SET TASK:
Express each line of the items below as a JSON list of strings, one string per line, with blank lines omitted.

Object location annotation data:
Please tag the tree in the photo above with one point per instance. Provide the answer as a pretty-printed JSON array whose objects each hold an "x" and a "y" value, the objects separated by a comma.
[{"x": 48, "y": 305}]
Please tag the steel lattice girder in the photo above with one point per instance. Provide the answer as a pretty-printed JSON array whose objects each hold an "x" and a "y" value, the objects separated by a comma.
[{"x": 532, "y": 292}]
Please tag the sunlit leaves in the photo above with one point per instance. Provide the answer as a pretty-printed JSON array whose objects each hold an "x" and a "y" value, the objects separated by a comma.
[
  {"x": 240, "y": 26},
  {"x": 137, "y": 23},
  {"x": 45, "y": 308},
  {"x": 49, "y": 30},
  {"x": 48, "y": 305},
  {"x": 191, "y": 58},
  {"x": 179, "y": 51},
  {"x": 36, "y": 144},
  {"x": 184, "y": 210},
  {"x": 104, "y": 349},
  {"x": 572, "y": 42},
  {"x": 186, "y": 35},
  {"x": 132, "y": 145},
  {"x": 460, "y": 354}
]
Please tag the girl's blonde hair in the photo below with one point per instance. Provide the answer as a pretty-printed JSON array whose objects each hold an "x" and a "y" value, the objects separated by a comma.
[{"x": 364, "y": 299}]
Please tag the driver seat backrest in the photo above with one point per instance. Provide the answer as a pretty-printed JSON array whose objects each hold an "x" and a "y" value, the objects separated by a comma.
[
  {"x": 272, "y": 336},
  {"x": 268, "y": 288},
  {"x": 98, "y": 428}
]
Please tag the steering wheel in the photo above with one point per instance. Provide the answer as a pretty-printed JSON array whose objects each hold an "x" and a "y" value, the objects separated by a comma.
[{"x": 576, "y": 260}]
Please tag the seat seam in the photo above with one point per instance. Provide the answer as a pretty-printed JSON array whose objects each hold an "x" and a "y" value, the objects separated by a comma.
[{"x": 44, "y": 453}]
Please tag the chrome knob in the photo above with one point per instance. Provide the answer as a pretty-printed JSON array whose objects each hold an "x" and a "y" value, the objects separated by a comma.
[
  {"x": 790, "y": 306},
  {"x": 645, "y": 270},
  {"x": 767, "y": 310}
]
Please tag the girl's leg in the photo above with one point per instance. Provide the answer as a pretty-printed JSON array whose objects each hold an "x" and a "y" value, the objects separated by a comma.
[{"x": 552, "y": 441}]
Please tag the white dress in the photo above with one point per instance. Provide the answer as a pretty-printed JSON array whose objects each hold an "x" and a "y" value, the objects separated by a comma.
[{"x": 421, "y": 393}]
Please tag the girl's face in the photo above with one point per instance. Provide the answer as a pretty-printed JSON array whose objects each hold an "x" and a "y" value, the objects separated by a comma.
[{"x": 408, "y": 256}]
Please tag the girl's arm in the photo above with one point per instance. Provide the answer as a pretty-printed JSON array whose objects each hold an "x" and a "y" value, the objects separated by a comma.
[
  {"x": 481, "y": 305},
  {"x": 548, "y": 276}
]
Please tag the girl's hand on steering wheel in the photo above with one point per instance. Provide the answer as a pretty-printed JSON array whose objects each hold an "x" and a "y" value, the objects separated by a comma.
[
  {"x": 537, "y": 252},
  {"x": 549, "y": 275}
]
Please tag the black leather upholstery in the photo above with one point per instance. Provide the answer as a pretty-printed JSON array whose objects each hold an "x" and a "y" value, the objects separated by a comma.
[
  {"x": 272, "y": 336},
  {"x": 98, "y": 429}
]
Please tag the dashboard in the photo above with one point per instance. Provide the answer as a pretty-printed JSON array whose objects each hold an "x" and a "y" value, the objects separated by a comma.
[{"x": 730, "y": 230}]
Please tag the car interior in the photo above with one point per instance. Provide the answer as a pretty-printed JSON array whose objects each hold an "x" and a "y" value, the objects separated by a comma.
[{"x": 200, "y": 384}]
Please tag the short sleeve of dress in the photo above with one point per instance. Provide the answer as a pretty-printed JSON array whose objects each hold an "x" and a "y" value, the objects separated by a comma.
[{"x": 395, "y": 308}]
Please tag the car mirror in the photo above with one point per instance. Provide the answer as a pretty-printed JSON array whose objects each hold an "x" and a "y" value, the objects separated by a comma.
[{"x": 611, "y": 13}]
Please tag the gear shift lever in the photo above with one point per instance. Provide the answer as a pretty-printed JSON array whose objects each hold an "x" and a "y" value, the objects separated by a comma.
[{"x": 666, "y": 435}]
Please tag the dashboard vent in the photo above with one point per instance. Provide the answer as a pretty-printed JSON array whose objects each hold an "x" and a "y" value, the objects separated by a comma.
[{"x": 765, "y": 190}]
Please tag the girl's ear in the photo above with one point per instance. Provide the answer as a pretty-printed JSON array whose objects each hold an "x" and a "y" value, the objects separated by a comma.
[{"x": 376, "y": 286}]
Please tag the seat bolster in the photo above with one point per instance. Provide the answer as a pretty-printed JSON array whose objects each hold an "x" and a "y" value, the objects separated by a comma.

CORRECT ANSWER:
[
  "Please tag the tree in the photo above with one point per instance. Provide the answer as a pretty-printed JSON array whose objects each hold an \"x\" and a \"y\" value, the objects separated by a comma.",
  "[{\"x\": 48, \"y\": 305}]",
  "Please tag the steel lattice girder in the photo above with one point per instance. Provide the answer as a pretty-printed JSON array whose objects each hold an \"x\" and a \"y\" value, the objects separated by a comma.",
  "[{\"x\": 532, \"y\": 292}]",
  "Please tag the sunlit leaves in the photo above with one point per instance. Provide the answer as a pretty-printed JSON array whose objects each hold an \"x\" and a \"y\" value, the objects separated by a comma.",
  "[",
  "  {\"x\": 240, \"y\": 26},",
  "  {\"x\": 137, \"y\": 23},",
  "  {\"x\": 45, \"y\": 308},",
  "  {\"x\": 49, \"y\": 30},",
  "  {\"x\": 48, \"y\": 305},",
  "  {\"x\": 191, \"y\": 58},",
  "  {\"x\": 179, \"y\": 51},",
  "  {\"x\": 36, \"y\": 144},",
  "  {\"x\": 184, \"y\": 210},",
  "  {\"x\": 104, \"y\": 349},",
  "  {\"x\": 572, \"y\": 42},",
  "  {\"x\": 186, \"y\": 35},",
  "  {\"x\": 132, \"y\": 145},",
  "  {\"x\": 460, \"y\": 354}",
  "]",
  "Please tag the girl's blonde hair in the photo below with one point per instance. Provide the answer as a pretty-printed JSON array whose objects each hold an \"x\" and a \"y\" value, the objects separated by a comma.",
  "[{\"x\": 364, \"y\": 299}]",
  "Please tag the driver seat backrest in the photo above with one point per instance. Provide the answer as a pretty-printed JSON array whose objects each hold an \"x\" and a \"y\" value, the objects separated by a comma.",
  "[",
  "  {\"x\": 272, \"y\": 336},",
  "  {\"x\": 268, \"y\": 288},",
  "  {\"x\": 98, \"y\": 428}",
  "]",
  "Please tag the steering wheel in the photo above with one point per instance. Provide the answer as a pretty-printed JSON array whose objects each hold an \"x\" and a \"y\" value, the objects separated by a comma.",
  "[{\"x\": 576, \"y\": 260}]",
  "Please tag the seat seam in the photo above with one point per instance. Provide the answer as a pretty-printed JSON array whose objects each hold an \"x\" and a \"y\" value, the objects separated by a comma.",
  "[{\"x\": 44, \"y\": 453}]",
  "Please tag the chrome knob in the photo above with one point per instance. Provide the answer as a pretty-printed JSON array whose objects each hold an \"x\" and a \"y\" value, the objects separated by a comma.",
  "[",
  "  {\"x\": 790, \"y\": 306},",
  "  {\"x\": 645, \"y\": 270},",
  "  {\"x\": 767, \"y\": 310}",
  "]",
  "Please tag the girl's leg in the photo above with one point per instance. Provide the answer as a pretty-printed JSON array whose objects each hold an \"x\" and a \"y\" value, the objects separated by a comma.",
  "[{\"x\": 552, \"y\": 441}]",
  "Please tag the white dress in the photo above with one point per instance. Provide the answer as a pretty-printed JSON array whose objects each hold an \"x\" and a \"y\" value, the objects separated by a comma.",
  "[{\"x\": 421, \"y\": 393}]",
  "Please tag the girl's face in the photo above with one point per instance. Provide the answer as a pretty-printed JSON array whose objects each hold an \"x\" and a \"y\" value, the objects separated by a comma.",
  "[{\"x\": 408, \"y\": 256}]",
  "Please tag the girl's arm in the photo above with one point per instance. Provide the answer as a pretty-printed JSON array whose objects each hold an \"x\" and a \"y\" value, the objects separated by a comma.",
  "[",
  "  {\"x\": 481, \"y\": 305},",
  "  {\"x\": 548, \"y\": 276}",
  "]",
  "Please tag the girl's hand on steering wheel in the photo above with one point per instance. Provide the answer as a pretty-printed JSON array whose objects each hold an \"x\" and a \"y\" value, the objects separated by a comma.",
  "[",
  "  {\"x\": 537, \"y\": 252},",
  "  {\"x\": 549, \"y\": 275}",
  "]",
  "Please tag the black leather upholstery in the photo above with one point per instance. Provide the answer as a pretty-printed JSON array whose objects each hold an \"x\" and a \"y\" value, the objects separated by a comma.",
  "[",
  "  {\"x\": 272, \"y\": 336},",
  "  {\"x\": 98, \"y\": 429}",
  "]",
  "Please tag the dashboard in the photo above with one point per instance. Provide the answer as a pretty-printed JSON array whose objects each hold an \"x\" and a \"y\" value, the objects separated by a comma.",
  "[{\"x\": 730, \"y\": 230}]",
  "Please tag the car interior in the photo above with one point per instance. Provide the answer as a pretty-printed JSON array whose objects each hold an \"x\" and a \"y\" value, the objects separated by a comma.",
  "[{\"x\": 200, \"y\": 384}]",
  "Please tag the short sleeve of dress in the photo above with one point per instance. Provide the answer as a pretty-printed JSON array whose objects each hold an \"x\" and a \"y\" value, the objects separated by a comma.",
  "[{\"x\": 395, \"y\": 308}]",
  "Please tag the car mirror in the photo above with one point per instance. Provide the answer as a pretty-printed JSON array whose objects each hold an \"x\" and a \"y\" value, the objects separated by a comma.",
  "[{\"x\": 611, \"y\": 13}]",
  "Please tag the gear shift lever in the photo above with one point per instance. Provide the answer as a pretty-printed JSON array whose objects each hold an \"x\" and a \"y\" value, the objects separated by a comma.",
  "[{\"x\": 666, \"y\": 435}]",
  "Please tag the dashboard vent in the photo above with one point per instance. Provide the answer as a pretty-printed JSON array whose objects each hold an \"x\" and a \"y\" value, the objects separated by a comma.",
  "[{\"x\": 765, \"y\": 190}]",
  "Please tag the girl's ear in the photo above with one point per instance. Provide the answer as a pretty-printed JSON array whose objects each hold an \"x\" and a \"y\" value, the objects separated by a comma.",
  "[{\"x\": 376, \"y\": 286}]",
  "Please tag the seat bolster in the photo above with one point per instance. Provide the answer as a pretty-printed JSON array whose objects each hold an \"x\" and a \"y\" value, the objects separated by a comma."
]